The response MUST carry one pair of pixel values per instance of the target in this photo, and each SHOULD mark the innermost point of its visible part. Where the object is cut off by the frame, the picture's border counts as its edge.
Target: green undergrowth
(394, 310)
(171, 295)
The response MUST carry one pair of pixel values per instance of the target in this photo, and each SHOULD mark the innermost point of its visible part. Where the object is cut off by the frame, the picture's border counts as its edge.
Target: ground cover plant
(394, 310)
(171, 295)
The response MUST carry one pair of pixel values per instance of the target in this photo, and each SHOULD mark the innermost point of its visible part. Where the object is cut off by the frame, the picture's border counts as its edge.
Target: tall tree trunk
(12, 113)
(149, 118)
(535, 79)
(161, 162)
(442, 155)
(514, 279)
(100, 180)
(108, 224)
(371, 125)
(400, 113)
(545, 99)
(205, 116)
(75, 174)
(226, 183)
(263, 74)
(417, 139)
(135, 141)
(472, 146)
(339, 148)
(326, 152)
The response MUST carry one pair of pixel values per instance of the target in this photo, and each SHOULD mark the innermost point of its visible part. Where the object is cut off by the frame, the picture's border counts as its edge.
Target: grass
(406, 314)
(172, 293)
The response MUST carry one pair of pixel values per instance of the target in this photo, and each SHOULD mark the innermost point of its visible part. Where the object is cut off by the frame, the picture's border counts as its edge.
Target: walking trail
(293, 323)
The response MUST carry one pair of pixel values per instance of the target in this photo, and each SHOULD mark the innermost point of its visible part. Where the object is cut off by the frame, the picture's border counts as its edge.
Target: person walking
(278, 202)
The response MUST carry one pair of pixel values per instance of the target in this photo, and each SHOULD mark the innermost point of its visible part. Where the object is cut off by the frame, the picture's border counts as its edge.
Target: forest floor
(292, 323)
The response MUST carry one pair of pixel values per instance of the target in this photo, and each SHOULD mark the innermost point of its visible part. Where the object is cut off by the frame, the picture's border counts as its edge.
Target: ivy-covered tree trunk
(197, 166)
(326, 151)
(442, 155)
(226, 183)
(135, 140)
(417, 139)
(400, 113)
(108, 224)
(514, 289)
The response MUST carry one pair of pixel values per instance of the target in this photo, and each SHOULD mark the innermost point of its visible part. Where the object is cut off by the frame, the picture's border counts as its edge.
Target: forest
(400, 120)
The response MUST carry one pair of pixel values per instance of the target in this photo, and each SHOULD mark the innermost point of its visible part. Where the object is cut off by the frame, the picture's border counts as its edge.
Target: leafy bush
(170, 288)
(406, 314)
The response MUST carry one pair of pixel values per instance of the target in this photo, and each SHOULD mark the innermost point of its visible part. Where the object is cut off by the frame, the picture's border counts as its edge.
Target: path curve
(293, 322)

--- --- ---

§ **EXERCISE**
Set every record down again, exactly as given.

§ **SOLUTION TO THE EXERCISE**
The response MUST carry one pair of pixel values per instance of the target in this photo, and each SHOULD mark the innermost point of its visible part. Where the object is cut off by the frame, the picture's border counts as its edge.
Target: green undergrowth
(394, 310)
(171, 295)
The response MUST carry one pair of pixel values per instance of the target in this photo, and each SHOULD mark the innermost point of its visible part. Where the object is cut off by the frame, the picture's border counts as its edge.
Target: ground cover plant
(394, 310)
(171, 295)
The response MUST carry one pair of pixel values per instance of the target in this photo, and each SHOULD mark the innermost point of its visible part. Where the object is cut off by the frame, the picture's border counts as its edge.
Target: tall tree trunk
(12, 113)
(149, 118)
(535, 79)
(161, 162)
(442, 155)
(514, 279)
(100, 180)
(108, 224)
(371, 125)
(400, 113)
(545, 99)
(205, 116)
(75, 174)
(226, 183)
(263, 74)
(417, 139)
(135, 141)
(472, 146)
(339, 148)
(326, 152)
The response MUST carry one pair of pixel values per instance of the target in this photo, and each SHOULD mark the innermost point of its visible part. Where the object is cut off by the frame, the picture's border counts as its edge.
Target: grass
(406, 314)
(172, 293)
The response MUST carry one pair of pixel values per instance of the target in this photo, and each SHOULD mark the innermost point of its visible part. Where the object is cut off by the frame, the picture's border counts as its edge.
Target: walking trail
(293, 323)
The response MUST carry one pair of pixel values per instance of the target in this photo, and each SHOULD mark the innermost point of its visible part. Where the object is cut off by the frame, the picture's border counts as its edge.
Target: person walking
(278, 202)
The response MUST carry one pair of pixel values per instance of the target in this photo, and each SHOULD mark the innermost point of its visible part. Where the object is cut off by the frame, the picture's border counts as its edge.
Target: forest floor
(292, 323)
The response MUST carry one pair of pixel values per instance of the target in this photo, and each SHOULD mark the innermost point of its visible part. Where the object is cut off by the frame, the picture's border counts as its edge.
Target: ivy-covered tree trunk
(197, 166)
(326, 151)
(442, 155)
(226, 183)
(135, 140)
(417, 139)
(400, 113)
(108, 224)
(514, 289)
The response MUST carry one pair of pixel values per instance of the target in this photo, and each SHOULD mark the innermost point of its visible part. Where the object is cut off by the frame, the picture's border counts as its edge.
Target: forest
(400, 120)
The response MUST carry one pair of pixel values per instance of the target in this photo, and each SHOULD mark the innermost point of its visible part. Where the object is cut off by the frame, the picture's border counts as its edge.
Target: leafy bush
(170, 288)
(406, 314)
The response MUST carry one pair of pixel values per instance of the target in this photo, and each SHOULD mark the innermost point of its visible part. Where the object is cut off by the frame, the picture's border counts as its edge.
Target: path curve
(293, 322)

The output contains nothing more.